◆ MATERIAL TO PROCESS:
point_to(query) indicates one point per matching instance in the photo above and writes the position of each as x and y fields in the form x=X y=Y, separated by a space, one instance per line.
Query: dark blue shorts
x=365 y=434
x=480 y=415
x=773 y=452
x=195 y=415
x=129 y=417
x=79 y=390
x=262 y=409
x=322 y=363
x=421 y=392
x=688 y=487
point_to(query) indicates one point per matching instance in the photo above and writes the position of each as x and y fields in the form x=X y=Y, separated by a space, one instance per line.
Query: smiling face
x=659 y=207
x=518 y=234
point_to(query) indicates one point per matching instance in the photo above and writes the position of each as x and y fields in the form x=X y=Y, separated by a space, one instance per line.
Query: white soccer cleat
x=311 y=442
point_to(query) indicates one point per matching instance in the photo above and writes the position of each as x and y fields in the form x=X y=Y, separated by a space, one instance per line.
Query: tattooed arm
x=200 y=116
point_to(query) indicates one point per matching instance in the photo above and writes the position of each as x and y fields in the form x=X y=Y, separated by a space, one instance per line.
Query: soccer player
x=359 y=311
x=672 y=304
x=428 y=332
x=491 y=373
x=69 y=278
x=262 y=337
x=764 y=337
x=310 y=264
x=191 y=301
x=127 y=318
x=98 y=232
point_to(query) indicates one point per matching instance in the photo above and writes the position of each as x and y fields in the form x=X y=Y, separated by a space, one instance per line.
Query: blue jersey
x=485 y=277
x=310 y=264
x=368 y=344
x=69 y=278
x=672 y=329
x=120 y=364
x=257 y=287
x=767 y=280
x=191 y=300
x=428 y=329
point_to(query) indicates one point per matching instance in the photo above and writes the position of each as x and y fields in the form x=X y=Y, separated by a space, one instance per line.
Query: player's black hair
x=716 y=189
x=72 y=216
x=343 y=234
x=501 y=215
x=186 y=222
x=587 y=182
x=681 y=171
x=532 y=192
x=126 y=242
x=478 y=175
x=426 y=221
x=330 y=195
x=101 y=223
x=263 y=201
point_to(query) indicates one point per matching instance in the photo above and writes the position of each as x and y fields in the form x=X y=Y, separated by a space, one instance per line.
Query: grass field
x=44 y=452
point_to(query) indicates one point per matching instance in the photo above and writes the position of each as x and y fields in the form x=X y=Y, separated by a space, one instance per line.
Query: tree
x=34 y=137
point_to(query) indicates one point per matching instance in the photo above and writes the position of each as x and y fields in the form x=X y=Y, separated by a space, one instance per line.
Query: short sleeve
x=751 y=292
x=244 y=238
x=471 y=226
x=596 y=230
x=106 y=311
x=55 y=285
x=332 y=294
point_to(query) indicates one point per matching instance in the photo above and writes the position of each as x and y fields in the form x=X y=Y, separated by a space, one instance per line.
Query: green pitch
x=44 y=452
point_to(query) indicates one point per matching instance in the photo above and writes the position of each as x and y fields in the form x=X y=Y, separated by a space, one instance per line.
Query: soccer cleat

◆ WORK INSTRUCTIONS: Please restate word for word only the lines from the one with "Query: grass field" through the final line of the listing above, both of them included.

◆ EXERCISE RESULT:
Query: grass field
x=44 y=452
point_to(query) indicates one point per matching instance in the photo above and writes the position of each as x and y fields in the form x=X y=Y, separated by a space, one instance per line.
Query: tree
x=34 y=137
point_to(query) indicates one point per matching instance in the photo above and writes the position of each as x and y fields in the form x=X y=Y, separated by a space, one instance per line.
Query: short sleeve
x=751 y=292
x=244 y=238
x=471 y=226
x=596 y=230
x=106 y=311
x=55 y=285
x=332 y=294
point_to(query) indicates one point per matching instance in the photo above and writes the position of each as x and y fields in the form x=X y=Y, separated by a space, one instance per line.
Query: green pitch
x=44 y=452
point_to(query) indicates one point per matching instance in the photo above and writes the position of each as x and y fields in the form x=X y=Y, separated by a space, one instance per line.
Query: soccer cleat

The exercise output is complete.